(Problem to work on):
Reproduce the lines below word for word, leaving the pictures out of your answer.

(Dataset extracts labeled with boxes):
**********

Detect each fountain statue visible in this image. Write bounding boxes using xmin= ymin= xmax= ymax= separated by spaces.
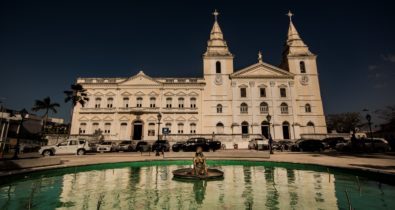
xmin=173 ymin=147 xmax=224 ymax=180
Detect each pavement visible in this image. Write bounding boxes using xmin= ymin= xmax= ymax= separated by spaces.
xmin=0 ymin=150 xmax=395 ymax=177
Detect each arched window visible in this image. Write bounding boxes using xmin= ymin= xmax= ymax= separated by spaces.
xmin=304 ymin=104 xmax=311 ymax=113
xmin=123 ymin=97 xmax=129 ymax=108
xmin=104 ymin=123 xmax=111 ymax=133
xmin=189 ymin=123 xmax=196 ymax=133
xmin=177 ymin=123 xmax=184 ymax=133
xmin=107 ymin=98 xmax=114 ymax=108
xmin=217 ymin=104 xmax=222 ymax=113
xmin=148 ymin=123 xmax=155 ymax=136
xmin=79 ymin=123 xmax=86 ymax=134
xmin=136 ymin=97 xmax=143 ymax=107
xmin=241 ymin=121 xmax=248 ymax=135
xmin=191 ymin=98 xmax=196 ymax=109
xmin=119 ymin=123 xmax=128 ymax=139
xmin=95 ymin=98 xmax=101 ymax=108
xmin=215 ymin=61 xmax=221 ymax=74
xmin=149 ymin=97 xmax=156 ymax=108
xmin=178 ymin=98 xmax=184 ymax=109
xmin=280 ymin=103 xmax=288 ymax=114
xmin=240 ymin=103 xmax=248 ymax=113
xmin=216 ymin=122 xmax=224 ymax=134
xmin=259 ymin=102 xmax=269 ymax=113
xmin=307 ymin=121 xmax=315 ymax=133
xmin=166 ymin=98 xmax=173 ymax=109
xmin=282 ymin=121 xmax=290 ymax=139
xmin=165 ymin=123 xmax=171 ymax=133
xmin=299 ymin=61 xmax=306 ymax=73
xmin=92 ymin=123 xmax=99 ymax=134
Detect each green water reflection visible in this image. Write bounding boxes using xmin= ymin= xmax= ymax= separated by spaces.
xmin=0 ymin=162 xmax=395 ymax=210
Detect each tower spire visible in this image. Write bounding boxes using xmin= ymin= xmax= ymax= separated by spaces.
xmin=285 ymin=11 xmax=312 ymax=55
xmin=280 ymin=11 xmax=314 ymax=69
xmin=204 ymin=10 xmax=232 ymax=56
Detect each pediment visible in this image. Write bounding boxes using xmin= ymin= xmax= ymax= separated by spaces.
xmin=106 ymin=92 xmax=115 ymax=96
xmin=164 ymin=92 xmax=174 ymax=96
xmin=119 ymin=116 xmax=129 ymax=121
xmin=188 ymin=116 xmax=198 ymax=121
xmin=121 ymin=91 xmax=132 ymax=96
xmin=176 ymin=92 xmax=187 ymax=96
xmin=103 ymin=116 xmax=113 ymax=121
xmin=91 ymin=116 xmax=101 ymax=121
xmin=230 ymin=62 xmax=294 ymax=78
xmin=119 ymin=71 xmax=162 ymax=86
xmin=163 ymin=117 xmax=173 ymax=121
xmin=134 ymin=91 xmax=145 ymax=96
xmin=176 ymin=116 xmax=186 ymax=121
xmin=78 ymin=117 xmax=89 ymax=121
xmin=148 ymin=91 xmax=159 ymax=96
xmin=188 ymin=92 xmax=199 ymax=96
xmin=147 ymin=116 xmax=158 ymax=122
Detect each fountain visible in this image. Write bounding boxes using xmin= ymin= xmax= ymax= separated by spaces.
xmin=173 ymin=147 xmax=224 ymax=180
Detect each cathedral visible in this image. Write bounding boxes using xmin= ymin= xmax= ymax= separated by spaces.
xmin=71 ymin=11 xmax=327 ymax=146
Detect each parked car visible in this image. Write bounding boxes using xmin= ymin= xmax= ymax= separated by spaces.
xmin=152 ymin=140 xmax=170 ymax=152
xmin=322 ymin=137 xmax=348 ymax=149
xmin=96 ymin=141 xmax=118 ymax=152
xmin=171 ymin=141 xmax=185 ymax=152
xmin=207 ymin=139 xmax=222 ymax=151
xmin=248 ymin=138 xmax=269 ymax=150
xmin=336 ymin=138 xmax=391 ymax=152
xmin=115 ymin=140 xmax=135 ymax=152
xmin=38 ymin=139 xmax=92 ymax=156
xmin=293 ymin=139 xmax=325 ymax=152
xmin=273 ymin=140 xmax=294 ymax=150
xmin=179 ymin=137 xmax=222 ymax=152
xmin=135 ymin=140 xmax=152 ymax=152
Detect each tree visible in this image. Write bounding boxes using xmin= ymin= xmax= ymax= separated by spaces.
xmin=63 ymin=84 xmax=89 ymax=134
xmin=32 ymin=96 xmax=60 ymax=130
xmin=326 ymin=112 xmax=361 ymax=133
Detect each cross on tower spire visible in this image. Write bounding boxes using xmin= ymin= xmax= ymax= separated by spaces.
xmin=286 ymin=10 xmax=294 ymax=21
xmin=213 ymin=9 xmax=219 ymax=21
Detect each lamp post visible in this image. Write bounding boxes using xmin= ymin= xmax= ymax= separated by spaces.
xmin=155 ymin=112 xmax=162 ymax=156
xmin=366 ymin=114 xmax=374 ymax=149
xmin=266 ymin=114 xmax=273 ymax=154
xmin=156 ymin=112 xmax=162 ymax=140
xmin=12 ymin=109 xmax=29 ymax=160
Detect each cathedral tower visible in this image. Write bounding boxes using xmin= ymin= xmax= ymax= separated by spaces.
xmin=280 ymin=12 xmax=327 ymax=133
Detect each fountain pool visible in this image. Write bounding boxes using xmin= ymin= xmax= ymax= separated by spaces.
xmin=0 ymin=160 xmax=395 ymax=210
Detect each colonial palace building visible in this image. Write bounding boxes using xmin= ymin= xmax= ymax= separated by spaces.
xmin=71 ymin=12 xmax=327 ymax=145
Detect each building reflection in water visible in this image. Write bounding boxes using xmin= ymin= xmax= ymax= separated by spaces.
xmin=0 ymin=165 xmax=346 ymax=209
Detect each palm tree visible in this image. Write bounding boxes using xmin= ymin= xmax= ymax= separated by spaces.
xmin=63 ymin=84 xmax=89 ymax=134
xmin=32 ymin=96 xmax=60 ymax=131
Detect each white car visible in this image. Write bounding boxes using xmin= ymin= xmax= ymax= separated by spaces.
xmin=38 ymin=139 xmax=91 ymax=156
xmin=97 ymin=141 xmax=117 ymax=152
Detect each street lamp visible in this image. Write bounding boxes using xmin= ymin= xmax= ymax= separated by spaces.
xmin=266 ymin=114 xmax=273 ymax=154
xmin=366 ymin=114 xmax=374 ymax=143
xmin=12 ymin=109 xmax=29 ymax=160
xmin=156 ymin=112 xmax=162 ymax=140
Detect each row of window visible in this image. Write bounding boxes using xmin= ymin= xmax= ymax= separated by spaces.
xmin=91 ymin=97 xmax=200 ymax=109
xmin=215 ymin=61 xmax=306 ymax=74
xmin=217 ymin=102 xmax=311 ymax=114
xmin=240 ymin=87 xmax=287 ymax=98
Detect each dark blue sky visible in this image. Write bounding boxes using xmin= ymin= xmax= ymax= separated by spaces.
xmin=0 ymin=0 xmax=395 ymax=121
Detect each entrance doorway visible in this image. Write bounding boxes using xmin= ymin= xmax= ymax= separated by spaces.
xmin=133 ymin=120 xmax=143 ymax=140
xmin=261 ymin=121 xmax=269 ymax=139
xmin=283 ymin=122 xmax=290 ymax=139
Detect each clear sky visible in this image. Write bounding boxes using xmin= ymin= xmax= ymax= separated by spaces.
xmin=0 ymin=0 xmax=395 ymax=122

**********

(The response):
Detect each fountain statue visible in this image. Write bounding boxes using xmin= ymin= xmax= ymax= separated by spaces.
xmin=173 ymin=147 xmax=224 ymax=180
Detect each pavement visible in this image. Write bounding boxes using xmin= ymin= xmax= ymax= separated by spaces.
xmin=0 ymin=150 xmax=395 ymax=177
Detect each arched window visible in this image. Write bounding boxes using xmin= ymin= xmax= ymax= separated by spaces.
xmin=304 ymin=104 xmax=311 ymax=113
xmin=123 ymin=97 xmax=129 ymax=108
xmin=104 ymin=123 xmax=111 ymax=133
xmin=189 ymin=123 xmax=196 ymax=133
xmin=177 ymin=123 xmax=184 ymax=133
xmin=107 ymin=98 xmax=114 ymax=108
xmin=217 ymin=104 xmax=222 ymax=113
xmin=148 ymin=123 xmax=155 ymax=136
xmin=79 ymin=123 xmax=86 ymax=134
xmin=136 ymin=97 xmax=143 ymax=107
xmin=241 ymin=121 xmax=248 ymax=135
xmin=191 ymin=98 xmax=196 ymax=109
xmin=119 ymin=123 xmax=128 ymax=139
xmin=95 ymin=98 xmax=101 ymax=108
xmin=215 ymin=61 xmax=221 ymax=74
xmin=149 ymin=97 xmax=156 ymax=108
xmin=178 ymin=98 xmax=184 ymax=109
xmin=280 ymin=103 xmax=288 ymax=114
xmin=240 ymin=103 xmax=248 ymax=113
xmin=216 ymin=122 xmax=224 ymax=134
xmin=259 ymin=102 xmax=269 ymax=113
xmin=307 ymin=121 xmax=315 ymax=133
xmin=166 ymin=98 xmax=173 ymax=109
xmin=282 ymin=121 xmax=290 ymax=139
xmin=165 ymin=123 xmax=171 ymax=133
xmin=299 ymin=61 xmax=306 ymax=73
xmin=92 ymin=123 xmax=99 ymax=134
Detect each green water reflection visible in this image. Write bounding boxes using xmin= ymin= xmax= ymax= separated by spaces.
xmin=0 ymin=162 xmax=395 ymax=210
Detect each tower spire visible in this image. Write bounding boxes using xmin= ymin= xmax= ymax= separated by spaces.
xmin=285 ymin=11 xmax=312 ymax=55
xmin=280 ymin=11 xmax=314 ymax=69
xmin=204 ymin=10 xmax=232 ymax=56
Detect each pediment visible in this image. Write bounding boxes using xmin= ymin= xmax= ymax= separated by spaces.
xmin=106 ymin=92 xmax=115 ymax=96
xmin=164 ymin=92 xmax=174 ymax=96
xmin=119 ymin=116 xmax=129 ymax=121
xmin=188 ymin=116 xmax=198 ymax=121
xmin=121 ymin=91 xmax=132 ymax=96
xmin=176 ymin=92 xmax=187 ymax=96
xmin=103 ymin=116 xmax=113 ymax=121
xmin=91 ymin=116 xmax=101 ymax=121
xmin=230 ymin=62 xmax=294 ymax=78
xmin=119 ymin=71 xmax=162 ymax=86
xmin=163 ymin=117 xmax=173 ymax=121
xmin=134 ymin=91 xmax=145 ymax=96
xmin=176 ymin=116 xmax=186 ymax=121
xmin=78 ymin=117 xmax=89 ymax=121
xmin=148 ymin=91 xmax=159 ymax=96
xmin=188 ymin=92 xmax=199 ymax=96
xmin=147 ymin=116 xmax=158 ymax=122
Detect each fountain visible in this image. Write bounding boxes using xmin= ymin= xmax= ymax= separated by spaces.
xmin=173 ymin=147 xmax=224 ymax=180
Detect each cathedral visible in this image. Write bounding boxes using xmin= ymin= xmax= ymax= separated by spaces.
xmin=71 ymin=11 xmax=327 ymax=146
Detect each parked car visible in this image. Write bounding boxes using xmin= ymin= xmax= ymax= separated by spaces.
xmin=152 ymin=140 xmax=170 ymax=152
xmin=322 ymin=137 xmax=348 ymax=149
xmin=96 ymin=141 xmax=118 ymax=152
xmin=171 ymin=141 xmax=185 ymax=152
xmin=207 ymin=139 xmax=222 ymax=151
xmin=248 ymin=138 xmax=269 ymax=150
xmin=336 ymin=138 xmax=391 ymax=152
xmin=115 ymin=140 xmax=135 ymax=152
xmin=38 ymin=139 xmax=92 ymax=156
xmin=293 ymin=139 xmax=325 ymax=152
xmin=273 ymin=140 xmax=294 ymax=150
xmin=179 ymin=137 xmax=222 ymax=152
xmin=135 ymin=140 xmax=152 ymax=152
Detect each tree visible in this image. Write bounding boxes using xmin= ymin= xmax= ymax= separated by spaces.
xmin=63 ymin=84 xmax=89 ymax=134
xmin=32 ymin=96 xmax=60 ymax=130
xmin=326 ymin=112 xmax=361 ymax=133
Detect each cross on tower spire visible in this image. Write bounding boxes using xmin= ymin= xmax= ymax= separated by spaces.
xmin=286 ymin=10 xmax=294 ymax=21
xmin=213 ymin=9 xmax=219 ymax=21
Detect each lamp post visible in this image. Write bounding boxes using xmin= ymin= xmax= ymax= separated by spaces.
xmin=155 ymin=112 xmax=162 ymax=156
xmin=366 ymin=114 xmax=374 ymax=149
xmin=266 ymin=114 xmax=273 ymax=154
xmin=156 ymin=112 xmax=162 ymax=140
xmin=12 ymin=109 xmax=29 ymax=160
Detect each cathedral tower visible in this image. Write bounding boxes using xmin= ymin= xmax= ymax= separated by spaces.
xmin=280 ymin=12 xmax=327 ymax=133
Detect each fountain pool visible in this image. Write bounding boxes using xmin= ymin= xmax= ymax= separated by spaces.
xmin=0 ymin=160 xmax=395 ymax=210
Detect each colonial palace building visible in this image. Write bounding boxes using xmin= ymin= xmax= ymax= separated by spaces.
xmin=71 ymin=12 xmax=327 ymax=145
Detect each building reflection in water visible in this image. Write bounding boxes using xmin= ymin= xmax= ymax= separated by spaces.
xmin=0 ymin=165 xmax=346 ymax=209
Detect each palm tree visible in this image. Write bounding boxes using xmin= ymin= xmax= ymax= separated by spaces.
xmin=63 ymin=84 xmax=89 ymax=134
xmin=32 ymin=96 xmax=60 ymax=131
Detect each white car visible in this image. Write bounding boxes using xmin= ymin= xmax= ymax= separated by spaces.
xmin=38 ymin=139 xmax=91 ymax=156
xmin=97 ymin=141 xmax=117 ymax=152
Detect each street lamp visible in this image. Write bounding boxes using xmin= ymin= xmax= ymax= separated by spaces.
xmin=266 ymin=114 xmax=273 ymax=154
xmin=366 ymin=114 xmax=374 ymax=143
xmin=12 ymin=109 xmax=29 ymax=160
xmin=156 ymin=112 xmax=162 ymax=140
Detect each row of window visible in this image. Write bounding boxes using xmin= ymin= xmax= ymax= separated by spaces.
xmin=91 ymin=97 xmax=200 ymax=109
xmin=215 ymin=61 xmax=306 ymax=74
xmin=217 ymin=102 xmax=311 ymax=114
xmin=240 ymin=87 xmax=287 ymax=98
Detect each dark blue sky visible in this image. Write bounding boxes using xmin= ymin= xmax= ymax= separated by spaces.
xmin=0 ymin=0 xmax=395 ymax=121
Detect each entrance doorway visible in this image. Write bounding boxes using xmin= ymin= xmax= ymax= separated by spaces.
xmin=133 ymin=120 xmax=143 ymax=140
xmin=261 ymin=121 xmax=269 ymax=139
xmin=283 ymin=122 xmax=290 ymax=139
Detect each clear sky visible in this image. Write bounding boxes using xmin= ymin= xmax= ymax= separated by spaces.
xmin=0 ymin=0 xmax=395 ymax=122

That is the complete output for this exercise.